大変な臆病者で、他の人が来るとすぐ怯えて逃げる。怖がって外に出ない。
「来い。チー。大丈夫だから来い」
二月半ば頃から、外に出るよう促し始めた。ようやく外に出るようになったら、今度は「出るな」と言っても外に出たがるようになった。
マルとの散歩に、まとわりついて来た。
2匹してジャレあい、噛みつきあい、牽制し、まとわりつき、散歩のペースがかなり乱れてしまった。
2日後、試しにマルの引き綱を外してみた。マルは素晴らしい勢いで、走り廻った。チーも必死でついて行く。幸いここは、山中の開発中のかなり広いなだらかな土地だった。いい運動になる。ひとしきり走らせてから家に帰った。
次の日、水道が凍っていた。強い北風が吹いて、寒い朝だった。
またマルを放した。マルはさんざん走り廻った挙句、ヤブに消えた。まったく、懲りない奴だ。困ったことに、チーも一緒だ。マルのことは心配しないが、チーが心配だ。
ようやく10時ごろ、泥だらけになってマルが帰ってきた。チーも一緒だ。
まったく何処をほっつき歩いていたのか、困った奴だ。
3時30分ごろ、いつもの通りマルは散歩を催促しだした。
これからは、チーも一緒になる。チーの引き綱は用意したが、まだ散歩慣れしてないので絡まりあってしょうがない。
それで、どうせマルに纏わりついているのだからと引き綱はしなかった。
家を出て、連続した勾配のあるカーブまで来た時、突然向こうから幼稚園の送迎マイクロバスが現れた。チーが驚いた。恐怖に駆られたらしい。

- 作業:
1. 抜粋のうち、「2日後、試しにマルの引き綱を」から「まったく何処をほっつき歩いていたのか、困った奴だ。」までを一字も変えずに書き写してください。
2. 抜粋によると、マルが泥だらけになって帰ってきたのは何時ごろですか。

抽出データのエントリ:
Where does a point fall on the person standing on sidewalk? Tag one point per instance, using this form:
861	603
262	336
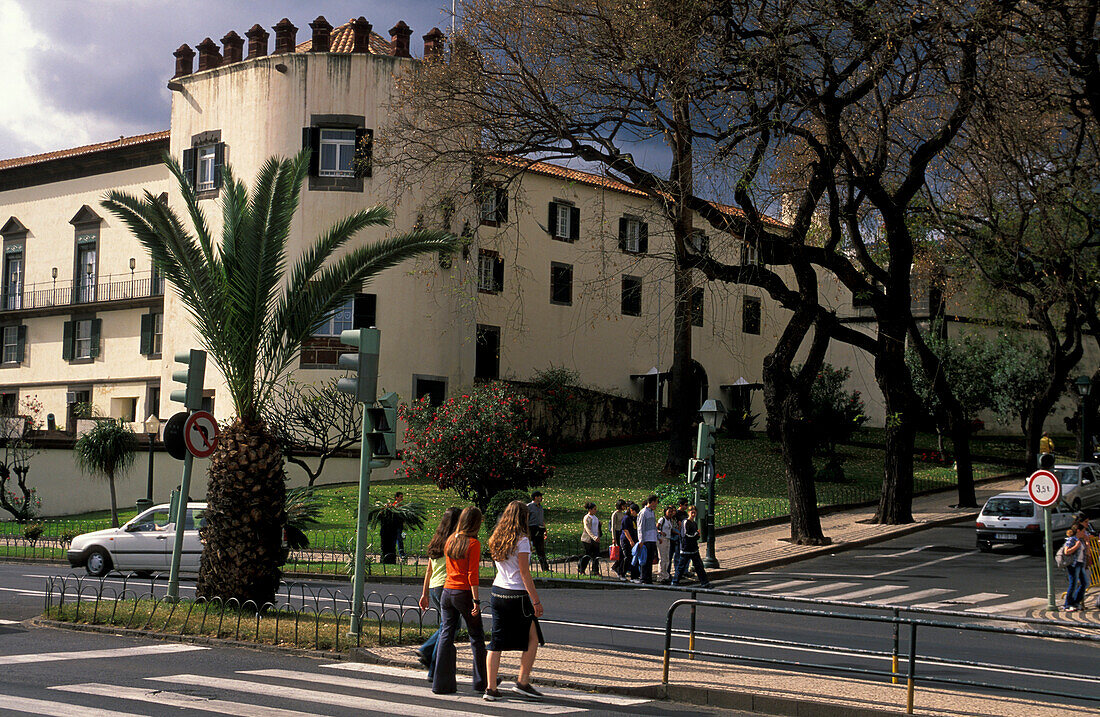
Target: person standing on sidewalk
664	528
538	527
433	580
647	533
617	535
516	606
590	540
689	550
629	538
460	600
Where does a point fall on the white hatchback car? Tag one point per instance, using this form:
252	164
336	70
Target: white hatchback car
142	545
1080	484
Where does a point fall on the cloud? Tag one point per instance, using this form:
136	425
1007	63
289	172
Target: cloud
78	72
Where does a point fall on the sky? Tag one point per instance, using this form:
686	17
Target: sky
78	72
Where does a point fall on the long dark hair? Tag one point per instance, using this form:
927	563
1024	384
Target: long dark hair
458	544
447	525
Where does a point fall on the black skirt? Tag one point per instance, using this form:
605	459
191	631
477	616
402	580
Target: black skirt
513	615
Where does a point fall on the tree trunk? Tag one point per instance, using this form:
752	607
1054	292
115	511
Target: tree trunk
795	434
682	407
114	503
245	515
895	505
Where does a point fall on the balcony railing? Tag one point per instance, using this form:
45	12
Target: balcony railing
116	287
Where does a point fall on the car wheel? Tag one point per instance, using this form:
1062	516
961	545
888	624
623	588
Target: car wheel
98	562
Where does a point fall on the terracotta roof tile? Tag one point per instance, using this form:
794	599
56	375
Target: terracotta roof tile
88	149
591	179
342	39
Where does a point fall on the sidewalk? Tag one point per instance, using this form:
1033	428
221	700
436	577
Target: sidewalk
766	691
762	548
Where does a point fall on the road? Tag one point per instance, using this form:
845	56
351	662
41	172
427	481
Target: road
938	569
57	672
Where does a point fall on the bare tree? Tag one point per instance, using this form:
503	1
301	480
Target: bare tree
312	420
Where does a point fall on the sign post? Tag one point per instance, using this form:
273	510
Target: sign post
1045	491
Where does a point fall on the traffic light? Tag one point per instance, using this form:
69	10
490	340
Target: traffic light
364	384
383	434
191	377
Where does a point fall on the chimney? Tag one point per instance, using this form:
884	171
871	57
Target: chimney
185	61
209	57
361	35
285	33
232	44
322	35
433	44
257	41
399	35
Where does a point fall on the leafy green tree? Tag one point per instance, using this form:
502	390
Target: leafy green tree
476	444
252	312
106	450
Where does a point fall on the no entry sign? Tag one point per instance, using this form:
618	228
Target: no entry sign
1044	488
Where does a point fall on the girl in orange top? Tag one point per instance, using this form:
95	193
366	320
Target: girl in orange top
460	600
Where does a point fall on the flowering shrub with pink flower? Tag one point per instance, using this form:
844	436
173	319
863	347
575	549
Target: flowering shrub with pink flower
476	444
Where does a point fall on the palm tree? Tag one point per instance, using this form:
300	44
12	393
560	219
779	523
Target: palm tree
253	315
107	450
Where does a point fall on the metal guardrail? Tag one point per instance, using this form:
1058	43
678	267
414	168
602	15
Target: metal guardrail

- 解答全文:
1.
2日後、試しにマルの引き綱を外してみた。マルは素晴らしい勢いで、走り廻った。チーも必死でついて行く。幸いここは、山中の開発中のかなり広いなだらかな土地だった。いい運動になる。ひとしきり走らせてから家に帰った。
次の日、水道が凍っていた。強い北風が吹いて、寒い朝だった。
またマルを放した。マルはさんざん走り廻った挙句、ヤブに消えた。まったく、懲りない奴だ。困ったことに、チーも一緒だ。マルのことは心配しないが、チーが心配だ。
ようやく10時ごろ、泥だらけになってマルが帰ってきた。チーも一緒だ。
まったく何処をほっつき歩いていたのか、困った奴だ。

2. 10時ごろです。